EXERCISE MATERIAL:
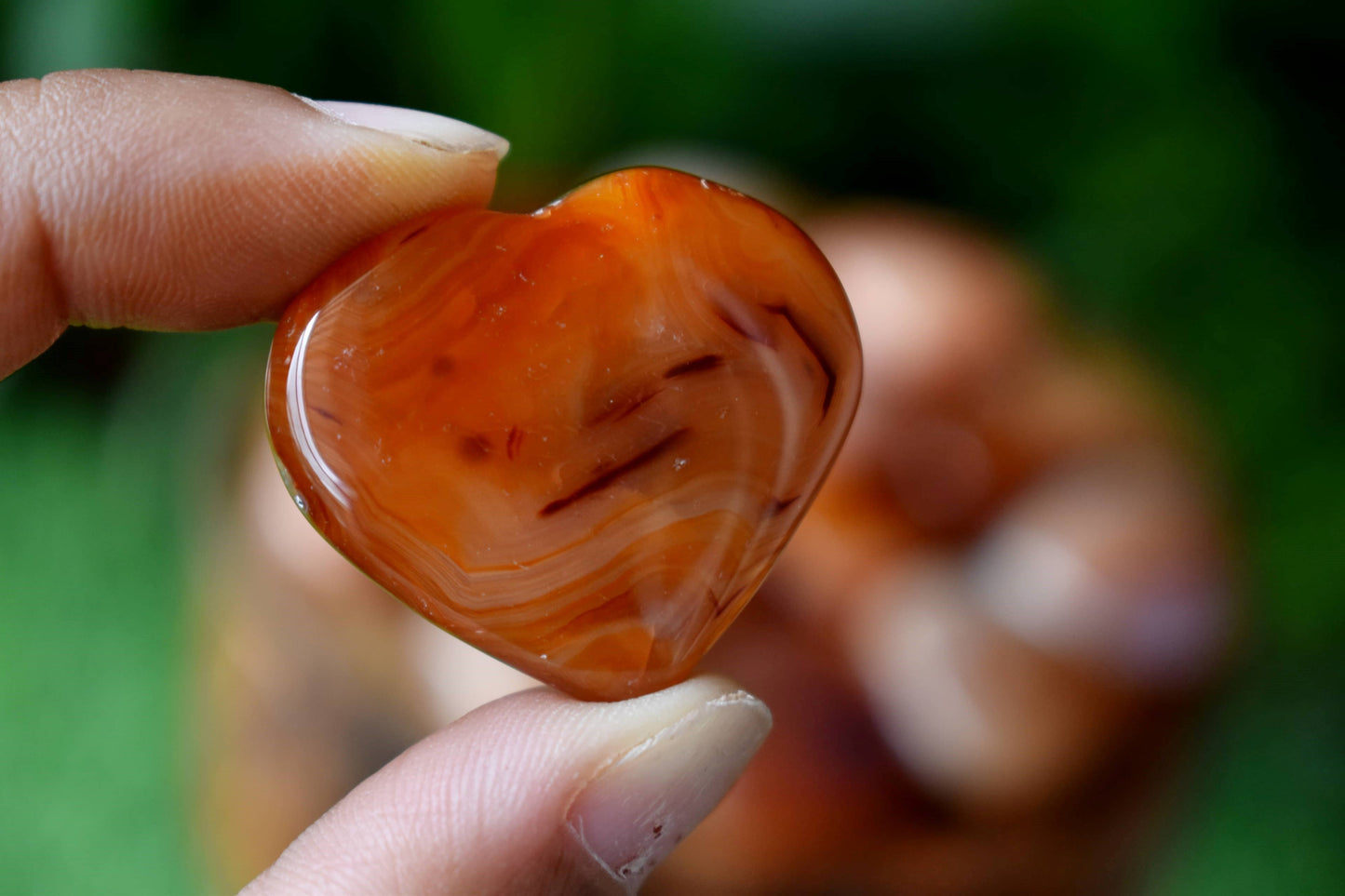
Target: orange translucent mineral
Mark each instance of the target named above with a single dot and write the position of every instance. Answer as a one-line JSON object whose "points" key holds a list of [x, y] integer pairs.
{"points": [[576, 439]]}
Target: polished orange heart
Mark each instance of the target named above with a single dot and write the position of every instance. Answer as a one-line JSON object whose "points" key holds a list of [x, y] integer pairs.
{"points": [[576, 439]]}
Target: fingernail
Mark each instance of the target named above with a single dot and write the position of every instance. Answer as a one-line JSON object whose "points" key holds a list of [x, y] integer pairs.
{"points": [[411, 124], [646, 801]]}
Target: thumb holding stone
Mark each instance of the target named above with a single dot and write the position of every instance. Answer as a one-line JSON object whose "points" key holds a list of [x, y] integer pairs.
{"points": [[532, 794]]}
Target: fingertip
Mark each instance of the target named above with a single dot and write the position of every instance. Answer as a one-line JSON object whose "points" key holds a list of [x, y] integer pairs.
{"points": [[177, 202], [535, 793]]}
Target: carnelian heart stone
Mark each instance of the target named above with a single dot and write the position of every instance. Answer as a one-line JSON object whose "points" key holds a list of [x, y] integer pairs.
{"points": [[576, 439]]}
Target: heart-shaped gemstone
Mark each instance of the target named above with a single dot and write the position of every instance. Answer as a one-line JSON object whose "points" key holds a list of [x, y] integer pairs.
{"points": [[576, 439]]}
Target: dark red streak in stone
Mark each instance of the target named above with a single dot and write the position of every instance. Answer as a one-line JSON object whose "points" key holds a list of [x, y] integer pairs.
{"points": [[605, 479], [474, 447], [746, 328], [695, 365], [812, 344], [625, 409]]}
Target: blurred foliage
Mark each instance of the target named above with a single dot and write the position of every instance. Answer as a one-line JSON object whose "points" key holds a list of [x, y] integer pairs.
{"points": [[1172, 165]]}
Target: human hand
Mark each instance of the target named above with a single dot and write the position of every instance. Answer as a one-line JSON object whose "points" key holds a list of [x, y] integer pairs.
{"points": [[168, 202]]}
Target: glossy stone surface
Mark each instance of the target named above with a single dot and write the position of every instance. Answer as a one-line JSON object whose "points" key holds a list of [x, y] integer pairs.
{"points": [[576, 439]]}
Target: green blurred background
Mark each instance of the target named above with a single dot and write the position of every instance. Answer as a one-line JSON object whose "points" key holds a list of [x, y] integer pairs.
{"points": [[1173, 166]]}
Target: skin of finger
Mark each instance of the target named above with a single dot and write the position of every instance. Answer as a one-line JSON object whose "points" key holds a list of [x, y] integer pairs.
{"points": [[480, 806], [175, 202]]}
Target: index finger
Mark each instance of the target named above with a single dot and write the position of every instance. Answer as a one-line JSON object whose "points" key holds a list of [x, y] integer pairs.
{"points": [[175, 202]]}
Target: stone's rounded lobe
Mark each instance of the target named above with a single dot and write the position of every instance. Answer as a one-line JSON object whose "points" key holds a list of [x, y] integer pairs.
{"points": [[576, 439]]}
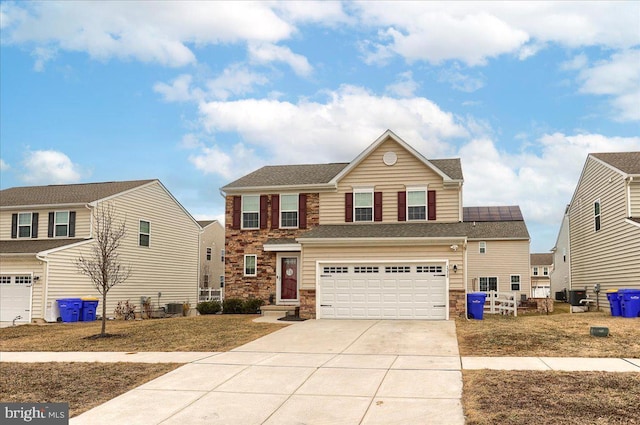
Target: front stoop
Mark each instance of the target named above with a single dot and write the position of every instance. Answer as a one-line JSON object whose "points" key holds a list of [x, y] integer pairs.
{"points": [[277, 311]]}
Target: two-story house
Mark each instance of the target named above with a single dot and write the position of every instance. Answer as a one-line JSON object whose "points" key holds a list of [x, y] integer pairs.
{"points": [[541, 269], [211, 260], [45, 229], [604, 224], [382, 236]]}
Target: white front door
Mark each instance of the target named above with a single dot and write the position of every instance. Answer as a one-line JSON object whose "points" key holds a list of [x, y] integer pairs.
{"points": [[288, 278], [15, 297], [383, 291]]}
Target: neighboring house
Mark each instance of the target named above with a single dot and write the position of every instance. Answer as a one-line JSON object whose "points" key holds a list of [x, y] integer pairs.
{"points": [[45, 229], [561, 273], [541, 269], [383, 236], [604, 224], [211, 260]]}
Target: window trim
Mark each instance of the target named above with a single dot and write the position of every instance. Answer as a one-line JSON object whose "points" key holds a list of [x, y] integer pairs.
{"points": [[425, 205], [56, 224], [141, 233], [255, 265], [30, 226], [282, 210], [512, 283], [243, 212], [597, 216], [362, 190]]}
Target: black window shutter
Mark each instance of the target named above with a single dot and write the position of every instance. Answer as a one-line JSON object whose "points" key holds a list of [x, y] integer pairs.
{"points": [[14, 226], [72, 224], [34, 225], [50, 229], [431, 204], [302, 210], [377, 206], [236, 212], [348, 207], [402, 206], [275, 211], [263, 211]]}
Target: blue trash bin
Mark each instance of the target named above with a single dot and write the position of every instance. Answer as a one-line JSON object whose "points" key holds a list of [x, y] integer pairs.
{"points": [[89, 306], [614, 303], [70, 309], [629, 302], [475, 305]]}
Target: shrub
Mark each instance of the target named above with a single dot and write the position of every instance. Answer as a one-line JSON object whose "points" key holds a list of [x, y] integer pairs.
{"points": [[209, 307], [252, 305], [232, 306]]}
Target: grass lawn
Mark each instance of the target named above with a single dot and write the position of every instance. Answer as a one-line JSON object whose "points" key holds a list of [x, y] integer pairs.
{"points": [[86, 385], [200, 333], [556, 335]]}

EXERCISE AIM: Reproduce word for word the part of the listing that runs from the line containing "Target: grass lawn" up to and including the final line of the listing.

COMPLETE ANSWER:
Target: grass lawn
Mark each instance of the target named above with a single dot and write the position of every instance. Answer as a one-line JSON object whose "points" key holds a list of [x, y] integer pairs.
{"points": [[86, 385], [200, 333], [556, 335]]}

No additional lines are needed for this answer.